PROBLEM DESCRIPTION –
Below are entries; repeat exactly, and nothing else, the lines from the one holding "base, writing one line per instance." through the one holding "smoke, writing one line per instance.", inclusive. Leave the pictures out.

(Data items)
--------------------------------------------------
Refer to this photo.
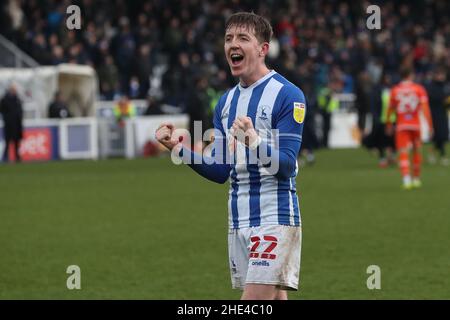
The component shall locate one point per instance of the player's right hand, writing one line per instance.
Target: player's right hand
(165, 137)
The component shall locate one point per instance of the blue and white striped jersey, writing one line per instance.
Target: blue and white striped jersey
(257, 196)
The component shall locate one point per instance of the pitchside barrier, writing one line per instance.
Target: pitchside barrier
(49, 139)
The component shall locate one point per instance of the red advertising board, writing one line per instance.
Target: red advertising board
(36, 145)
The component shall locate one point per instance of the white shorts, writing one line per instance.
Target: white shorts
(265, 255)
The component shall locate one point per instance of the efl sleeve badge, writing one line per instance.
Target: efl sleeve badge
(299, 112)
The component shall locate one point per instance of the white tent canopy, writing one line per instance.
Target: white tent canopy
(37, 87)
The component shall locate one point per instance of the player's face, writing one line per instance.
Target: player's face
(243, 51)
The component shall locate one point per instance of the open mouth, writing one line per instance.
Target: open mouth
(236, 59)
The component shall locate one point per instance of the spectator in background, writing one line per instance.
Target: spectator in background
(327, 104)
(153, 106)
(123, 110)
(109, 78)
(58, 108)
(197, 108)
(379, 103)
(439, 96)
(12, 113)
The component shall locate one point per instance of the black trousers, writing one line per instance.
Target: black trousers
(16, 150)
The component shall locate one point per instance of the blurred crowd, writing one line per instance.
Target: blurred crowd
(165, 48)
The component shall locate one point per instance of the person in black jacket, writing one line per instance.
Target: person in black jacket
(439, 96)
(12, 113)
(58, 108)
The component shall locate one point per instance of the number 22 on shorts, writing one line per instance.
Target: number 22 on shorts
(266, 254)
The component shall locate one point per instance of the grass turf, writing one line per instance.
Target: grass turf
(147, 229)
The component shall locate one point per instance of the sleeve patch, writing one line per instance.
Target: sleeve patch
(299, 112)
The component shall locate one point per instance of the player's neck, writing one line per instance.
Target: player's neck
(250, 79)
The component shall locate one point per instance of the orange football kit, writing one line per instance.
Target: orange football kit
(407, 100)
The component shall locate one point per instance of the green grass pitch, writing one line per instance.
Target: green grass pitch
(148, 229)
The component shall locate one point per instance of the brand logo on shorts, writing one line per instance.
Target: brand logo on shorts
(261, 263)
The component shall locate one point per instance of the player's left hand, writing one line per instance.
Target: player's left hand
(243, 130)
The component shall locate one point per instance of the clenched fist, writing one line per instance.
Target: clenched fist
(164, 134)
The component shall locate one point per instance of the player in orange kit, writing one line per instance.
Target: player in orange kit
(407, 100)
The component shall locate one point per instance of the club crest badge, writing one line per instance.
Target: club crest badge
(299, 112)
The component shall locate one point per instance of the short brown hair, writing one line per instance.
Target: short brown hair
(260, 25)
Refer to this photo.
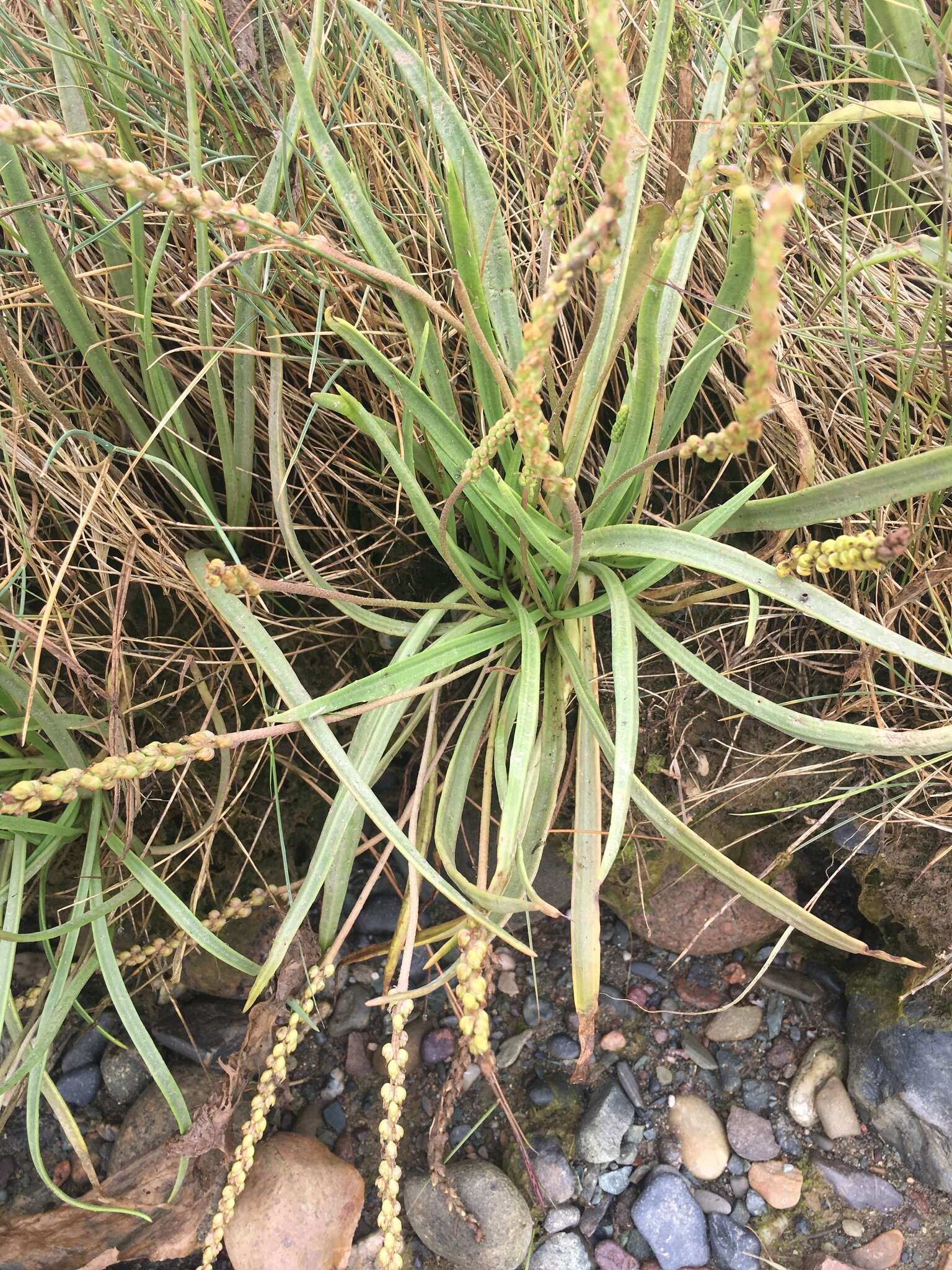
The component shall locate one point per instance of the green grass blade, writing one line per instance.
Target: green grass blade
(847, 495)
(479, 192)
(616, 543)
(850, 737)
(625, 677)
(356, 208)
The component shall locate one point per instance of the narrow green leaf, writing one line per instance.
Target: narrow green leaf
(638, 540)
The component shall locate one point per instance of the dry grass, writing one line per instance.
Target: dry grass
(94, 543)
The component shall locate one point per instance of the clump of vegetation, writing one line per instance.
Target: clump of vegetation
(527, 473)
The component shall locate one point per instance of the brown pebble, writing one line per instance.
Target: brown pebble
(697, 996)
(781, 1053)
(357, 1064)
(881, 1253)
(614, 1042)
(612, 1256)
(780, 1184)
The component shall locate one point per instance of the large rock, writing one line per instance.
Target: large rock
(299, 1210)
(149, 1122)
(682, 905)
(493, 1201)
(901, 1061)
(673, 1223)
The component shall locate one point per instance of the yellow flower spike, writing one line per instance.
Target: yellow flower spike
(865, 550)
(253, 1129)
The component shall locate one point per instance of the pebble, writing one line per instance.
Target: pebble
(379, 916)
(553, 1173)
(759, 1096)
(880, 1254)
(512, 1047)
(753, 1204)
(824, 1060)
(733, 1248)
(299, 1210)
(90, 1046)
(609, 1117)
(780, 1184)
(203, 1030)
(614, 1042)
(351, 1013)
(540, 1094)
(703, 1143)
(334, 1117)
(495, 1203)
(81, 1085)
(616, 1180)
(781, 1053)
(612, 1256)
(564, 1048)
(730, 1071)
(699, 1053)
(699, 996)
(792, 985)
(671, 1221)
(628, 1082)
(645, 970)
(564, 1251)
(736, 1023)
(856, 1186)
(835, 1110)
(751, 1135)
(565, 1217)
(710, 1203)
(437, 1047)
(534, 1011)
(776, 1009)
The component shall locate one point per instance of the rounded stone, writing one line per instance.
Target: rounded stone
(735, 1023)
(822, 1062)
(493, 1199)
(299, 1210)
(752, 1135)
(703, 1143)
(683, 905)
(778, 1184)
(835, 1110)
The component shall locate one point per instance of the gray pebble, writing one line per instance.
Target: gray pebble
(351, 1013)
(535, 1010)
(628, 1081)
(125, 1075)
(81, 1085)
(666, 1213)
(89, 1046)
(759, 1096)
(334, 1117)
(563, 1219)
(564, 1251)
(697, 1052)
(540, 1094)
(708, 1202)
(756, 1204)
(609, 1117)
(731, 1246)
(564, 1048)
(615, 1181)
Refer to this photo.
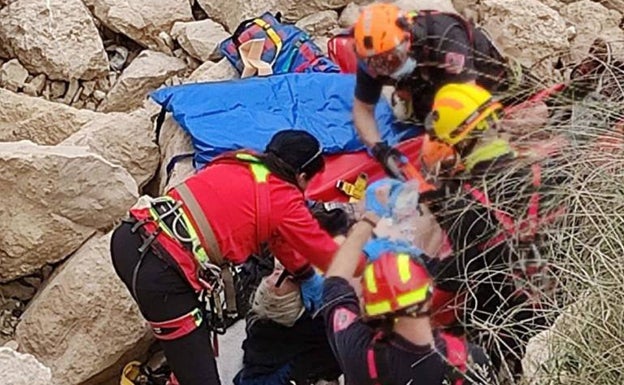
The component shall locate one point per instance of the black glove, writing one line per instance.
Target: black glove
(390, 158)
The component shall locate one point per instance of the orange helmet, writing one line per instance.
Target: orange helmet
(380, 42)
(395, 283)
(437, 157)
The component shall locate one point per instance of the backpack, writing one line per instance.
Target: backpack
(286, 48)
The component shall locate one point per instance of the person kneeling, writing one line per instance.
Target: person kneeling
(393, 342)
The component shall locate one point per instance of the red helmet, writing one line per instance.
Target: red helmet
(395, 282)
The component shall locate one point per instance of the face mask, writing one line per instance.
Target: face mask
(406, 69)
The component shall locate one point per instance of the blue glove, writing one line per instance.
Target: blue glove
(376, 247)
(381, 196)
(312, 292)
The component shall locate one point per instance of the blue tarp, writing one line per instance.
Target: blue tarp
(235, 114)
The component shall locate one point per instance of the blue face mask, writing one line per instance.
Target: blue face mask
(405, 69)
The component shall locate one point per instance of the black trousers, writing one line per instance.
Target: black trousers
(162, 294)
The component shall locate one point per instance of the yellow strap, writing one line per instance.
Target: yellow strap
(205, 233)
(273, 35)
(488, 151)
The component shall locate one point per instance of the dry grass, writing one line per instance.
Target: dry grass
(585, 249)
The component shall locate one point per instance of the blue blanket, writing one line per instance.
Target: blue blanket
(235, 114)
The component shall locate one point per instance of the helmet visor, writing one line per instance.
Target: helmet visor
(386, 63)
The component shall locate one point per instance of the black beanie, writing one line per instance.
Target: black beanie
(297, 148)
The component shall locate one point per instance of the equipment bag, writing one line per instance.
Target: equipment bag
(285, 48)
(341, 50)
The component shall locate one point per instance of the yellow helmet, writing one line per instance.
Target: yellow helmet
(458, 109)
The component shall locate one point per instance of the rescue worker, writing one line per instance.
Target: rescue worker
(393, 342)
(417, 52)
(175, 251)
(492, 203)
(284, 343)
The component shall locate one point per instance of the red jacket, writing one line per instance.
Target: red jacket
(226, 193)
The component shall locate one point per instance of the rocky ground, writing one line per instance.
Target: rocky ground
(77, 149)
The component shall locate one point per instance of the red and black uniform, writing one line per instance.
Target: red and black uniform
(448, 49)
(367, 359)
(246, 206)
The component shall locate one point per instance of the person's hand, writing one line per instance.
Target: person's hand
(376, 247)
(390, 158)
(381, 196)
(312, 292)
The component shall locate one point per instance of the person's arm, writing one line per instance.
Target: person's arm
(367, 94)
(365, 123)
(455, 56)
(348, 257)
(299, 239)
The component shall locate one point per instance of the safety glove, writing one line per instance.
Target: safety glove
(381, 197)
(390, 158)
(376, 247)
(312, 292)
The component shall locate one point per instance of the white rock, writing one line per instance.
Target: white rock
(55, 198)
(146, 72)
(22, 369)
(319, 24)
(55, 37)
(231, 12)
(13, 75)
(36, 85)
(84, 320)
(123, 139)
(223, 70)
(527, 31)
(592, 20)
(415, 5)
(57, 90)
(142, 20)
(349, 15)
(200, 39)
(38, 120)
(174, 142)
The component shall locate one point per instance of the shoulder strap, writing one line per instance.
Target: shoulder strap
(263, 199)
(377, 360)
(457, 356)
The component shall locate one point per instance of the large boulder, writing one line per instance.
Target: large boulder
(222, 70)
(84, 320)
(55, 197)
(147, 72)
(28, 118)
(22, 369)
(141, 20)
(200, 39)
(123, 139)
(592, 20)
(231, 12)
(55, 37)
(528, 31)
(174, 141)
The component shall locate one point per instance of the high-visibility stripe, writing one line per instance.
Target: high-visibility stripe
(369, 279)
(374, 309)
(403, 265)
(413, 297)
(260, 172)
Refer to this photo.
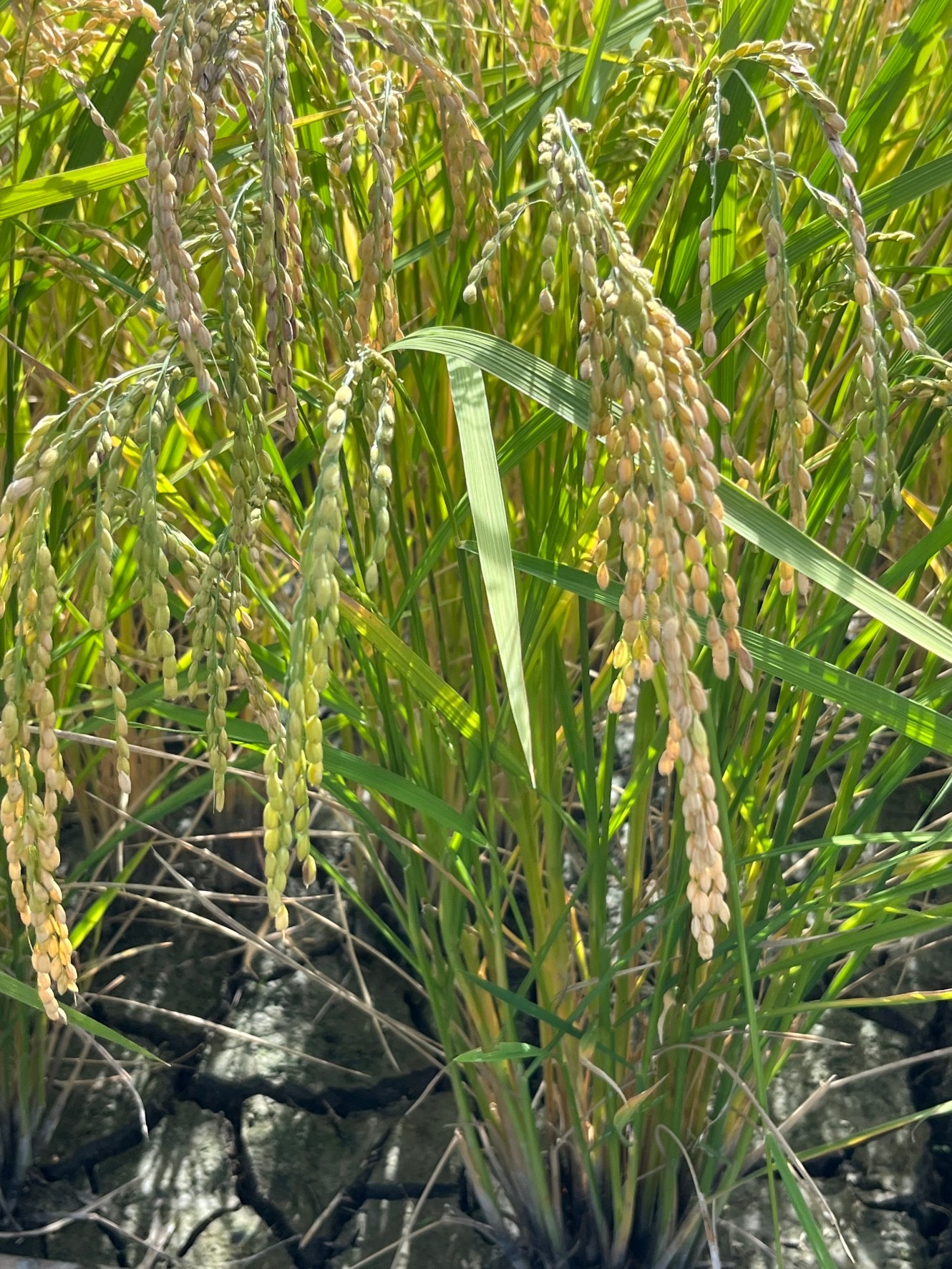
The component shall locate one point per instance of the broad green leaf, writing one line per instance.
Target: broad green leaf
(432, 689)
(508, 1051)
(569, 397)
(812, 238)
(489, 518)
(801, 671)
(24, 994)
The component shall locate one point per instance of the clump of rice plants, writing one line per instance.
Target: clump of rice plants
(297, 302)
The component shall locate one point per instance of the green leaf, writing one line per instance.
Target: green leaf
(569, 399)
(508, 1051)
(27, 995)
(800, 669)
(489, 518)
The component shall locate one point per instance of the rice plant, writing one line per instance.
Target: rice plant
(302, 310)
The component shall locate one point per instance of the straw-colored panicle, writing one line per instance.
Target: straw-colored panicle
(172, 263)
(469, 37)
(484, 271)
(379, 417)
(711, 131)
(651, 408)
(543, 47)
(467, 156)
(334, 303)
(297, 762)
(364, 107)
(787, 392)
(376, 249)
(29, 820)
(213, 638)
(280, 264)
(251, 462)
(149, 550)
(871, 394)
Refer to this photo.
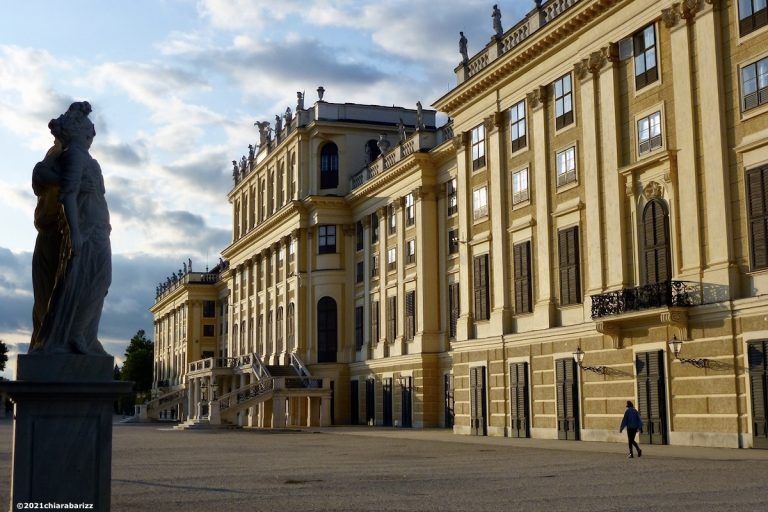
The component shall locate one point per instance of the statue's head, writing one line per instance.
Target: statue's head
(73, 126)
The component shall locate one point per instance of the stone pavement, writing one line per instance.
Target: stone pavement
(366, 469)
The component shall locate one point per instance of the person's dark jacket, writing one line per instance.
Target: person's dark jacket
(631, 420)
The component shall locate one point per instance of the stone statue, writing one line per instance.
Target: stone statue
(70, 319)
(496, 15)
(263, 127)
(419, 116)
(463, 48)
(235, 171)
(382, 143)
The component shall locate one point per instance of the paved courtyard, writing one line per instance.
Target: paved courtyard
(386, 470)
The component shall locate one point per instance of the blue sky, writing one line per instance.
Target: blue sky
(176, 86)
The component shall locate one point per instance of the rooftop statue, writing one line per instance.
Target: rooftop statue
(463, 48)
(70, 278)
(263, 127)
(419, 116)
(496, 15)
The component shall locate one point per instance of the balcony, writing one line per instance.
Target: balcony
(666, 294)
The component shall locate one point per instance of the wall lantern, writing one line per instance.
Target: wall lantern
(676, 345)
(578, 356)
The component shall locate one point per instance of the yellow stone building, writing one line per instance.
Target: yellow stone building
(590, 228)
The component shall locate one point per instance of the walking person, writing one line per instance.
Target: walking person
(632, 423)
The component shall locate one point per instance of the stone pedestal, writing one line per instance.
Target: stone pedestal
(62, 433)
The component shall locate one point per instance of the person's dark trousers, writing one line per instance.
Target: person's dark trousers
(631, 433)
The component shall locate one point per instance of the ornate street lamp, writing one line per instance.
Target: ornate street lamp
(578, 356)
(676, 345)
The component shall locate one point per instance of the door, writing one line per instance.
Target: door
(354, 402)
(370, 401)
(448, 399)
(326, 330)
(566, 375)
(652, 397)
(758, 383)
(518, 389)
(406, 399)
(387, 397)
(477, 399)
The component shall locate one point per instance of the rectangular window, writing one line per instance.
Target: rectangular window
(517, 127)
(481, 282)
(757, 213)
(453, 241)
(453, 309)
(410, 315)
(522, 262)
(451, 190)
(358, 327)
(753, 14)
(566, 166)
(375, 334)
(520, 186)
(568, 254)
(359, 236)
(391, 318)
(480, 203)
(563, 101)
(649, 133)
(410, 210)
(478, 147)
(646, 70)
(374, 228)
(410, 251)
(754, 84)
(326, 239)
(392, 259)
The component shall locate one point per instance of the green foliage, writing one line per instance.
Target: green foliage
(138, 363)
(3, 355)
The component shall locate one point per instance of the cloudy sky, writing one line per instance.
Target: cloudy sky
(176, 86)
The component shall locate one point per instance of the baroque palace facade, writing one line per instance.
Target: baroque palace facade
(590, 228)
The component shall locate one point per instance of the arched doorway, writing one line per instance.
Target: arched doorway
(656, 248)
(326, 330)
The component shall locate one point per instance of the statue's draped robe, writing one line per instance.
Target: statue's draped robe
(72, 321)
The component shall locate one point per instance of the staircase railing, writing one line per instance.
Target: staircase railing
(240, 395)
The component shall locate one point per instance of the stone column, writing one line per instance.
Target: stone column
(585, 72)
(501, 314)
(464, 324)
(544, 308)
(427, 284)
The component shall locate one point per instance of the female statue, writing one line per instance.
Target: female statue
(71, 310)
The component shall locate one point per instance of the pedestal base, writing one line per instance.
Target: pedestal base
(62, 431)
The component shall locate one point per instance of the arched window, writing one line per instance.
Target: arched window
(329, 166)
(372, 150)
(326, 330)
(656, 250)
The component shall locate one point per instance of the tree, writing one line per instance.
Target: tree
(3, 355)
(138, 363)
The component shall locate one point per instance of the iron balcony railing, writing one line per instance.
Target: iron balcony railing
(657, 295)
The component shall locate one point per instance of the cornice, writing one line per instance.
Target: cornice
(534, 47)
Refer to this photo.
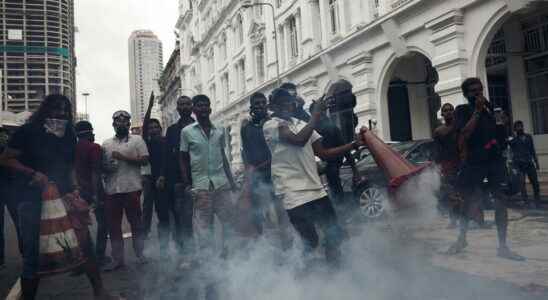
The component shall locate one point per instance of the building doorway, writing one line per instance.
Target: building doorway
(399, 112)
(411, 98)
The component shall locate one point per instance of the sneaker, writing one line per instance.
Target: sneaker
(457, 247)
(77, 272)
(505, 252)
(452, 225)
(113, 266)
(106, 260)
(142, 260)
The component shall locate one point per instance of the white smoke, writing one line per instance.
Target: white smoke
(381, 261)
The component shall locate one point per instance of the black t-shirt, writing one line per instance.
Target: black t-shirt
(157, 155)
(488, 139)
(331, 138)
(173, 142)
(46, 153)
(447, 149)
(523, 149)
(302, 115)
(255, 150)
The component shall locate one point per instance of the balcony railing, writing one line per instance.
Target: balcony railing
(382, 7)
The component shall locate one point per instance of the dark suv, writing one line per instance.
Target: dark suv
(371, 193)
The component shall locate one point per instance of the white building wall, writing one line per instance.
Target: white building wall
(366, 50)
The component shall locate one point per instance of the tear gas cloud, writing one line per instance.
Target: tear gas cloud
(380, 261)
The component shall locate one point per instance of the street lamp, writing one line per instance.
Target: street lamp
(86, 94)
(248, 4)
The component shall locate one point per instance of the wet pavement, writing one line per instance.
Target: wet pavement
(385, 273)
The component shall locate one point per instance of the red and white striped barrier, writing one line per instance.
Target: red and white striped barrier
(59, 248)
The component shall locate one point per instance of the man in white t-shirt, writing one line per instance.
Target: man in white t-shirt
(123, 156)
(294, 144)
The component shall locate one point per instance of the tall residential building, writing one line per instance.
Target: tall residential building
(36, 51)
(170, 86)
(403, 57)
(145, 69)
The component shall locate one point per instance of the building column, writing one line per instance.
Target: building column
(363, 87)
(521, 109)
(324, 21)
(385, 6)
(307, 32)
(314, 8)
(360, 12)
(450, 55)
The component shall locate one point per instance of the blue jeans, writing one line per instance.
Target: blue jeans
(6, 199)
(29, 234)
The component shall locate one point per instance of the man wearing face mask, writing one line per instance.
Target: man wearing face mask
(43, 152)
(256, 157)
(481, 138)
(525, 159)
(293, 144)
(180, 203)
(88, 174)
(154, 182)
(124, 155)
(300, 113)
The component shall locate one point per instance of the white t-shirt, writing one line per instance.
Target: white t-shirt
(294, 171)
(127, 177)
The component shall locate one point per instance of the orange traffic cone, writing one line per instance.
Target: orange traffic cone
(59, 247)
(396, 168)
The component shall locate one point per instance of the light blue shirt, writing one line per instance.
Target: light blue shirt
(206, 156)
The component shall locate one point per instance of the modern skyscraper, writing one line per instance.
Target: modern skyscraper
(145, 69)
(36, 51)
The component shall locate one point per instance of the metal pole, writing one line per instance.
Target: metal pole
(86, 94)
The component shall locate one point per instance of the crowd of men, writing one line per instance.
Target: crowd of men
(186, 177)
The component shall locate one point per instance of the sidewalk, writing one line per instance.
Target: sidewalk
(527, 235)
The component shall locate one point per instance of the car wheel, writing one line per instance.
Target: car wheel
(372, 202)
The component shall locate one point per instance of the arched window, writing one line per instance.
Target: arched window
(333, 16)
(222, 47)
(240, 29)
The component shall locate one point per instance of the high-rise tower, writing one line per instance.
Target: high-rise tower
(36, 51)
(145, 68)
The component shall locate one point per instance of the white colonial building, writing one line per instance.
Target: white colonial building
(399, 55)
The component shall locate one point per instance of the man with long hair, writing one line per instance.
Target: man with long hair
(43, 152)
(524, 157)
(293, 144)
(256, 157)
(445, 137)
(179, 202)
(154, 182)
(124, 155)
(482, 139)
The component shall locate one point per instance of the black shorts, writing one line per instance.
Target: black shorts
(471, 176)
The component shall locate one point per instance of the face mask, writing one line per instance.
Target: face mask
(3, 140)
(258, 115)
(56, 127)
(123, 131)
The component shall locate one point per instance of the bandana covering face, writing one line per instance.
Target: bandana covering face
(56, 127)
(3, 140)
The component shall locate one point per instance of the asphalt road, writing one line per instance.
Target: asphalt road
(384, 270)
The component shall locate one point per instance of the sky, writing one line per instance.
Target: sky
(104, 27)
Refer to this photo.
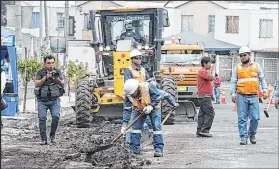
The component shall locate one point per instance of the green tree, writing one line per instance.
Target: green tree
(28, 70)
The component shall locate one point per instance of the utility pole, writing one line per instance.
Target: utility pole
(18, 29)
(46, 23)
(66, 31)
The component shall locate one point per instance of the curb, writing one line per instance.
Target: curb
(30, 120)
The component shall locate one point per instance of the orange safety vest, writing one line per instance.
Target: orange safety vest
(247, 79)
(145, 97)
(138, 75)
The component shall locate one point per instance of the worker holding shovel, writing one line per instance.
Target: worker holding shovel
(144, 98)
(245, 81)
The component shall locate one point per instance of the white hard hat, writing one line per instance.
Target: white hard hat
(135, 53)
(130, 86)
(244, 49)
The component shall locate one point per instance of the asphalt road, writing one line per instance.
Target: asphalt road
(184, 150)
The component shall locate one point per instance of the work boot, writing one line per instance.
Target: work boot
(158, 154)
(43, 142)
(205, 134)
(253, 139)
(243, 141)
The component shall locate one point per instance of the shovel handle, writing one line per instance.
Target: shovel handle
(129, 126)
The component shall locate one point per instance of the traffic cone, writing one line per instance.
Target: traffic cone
--------------------------------------------------
ANSWER –
The component shall locate one point per instance of the pedestal base, writing one line per instance.
Target: pedestal base
(62, 431)
The component shall locate one point per instance of the arched window, writing one line per instance.
Target: arched window
(329, 166)
(372, 150)
(326, 330)
(656, 250)
The component shall locate one point per instance of the tree, writing one line per instance.
Target: tree
(3, 355)
(138, 363)
The component shall locate one point per instance of the iron balcony railing, writing one line per instance.
Target: iron balcony railing
(657, 295)
The component shall locate one point per instance of the cornice, writing one line per instance.
Target: cornice
(534, 47)
Refer to this photo.
The component shall locate one point per instance of the building doorway, writing one line per instance.
Target: building doorway
(399, 112)
(411, 98)
The component shall locate one point per instance of the sneaker, writing one line per instance.
Target: sneaker
(457, 247)
(77, 272)
(505, 252)
(452, 225)
(113, 266)
(106, 260)
(142, 260)
The component shall locate one point per instance of the white smoke, writing one line per instance.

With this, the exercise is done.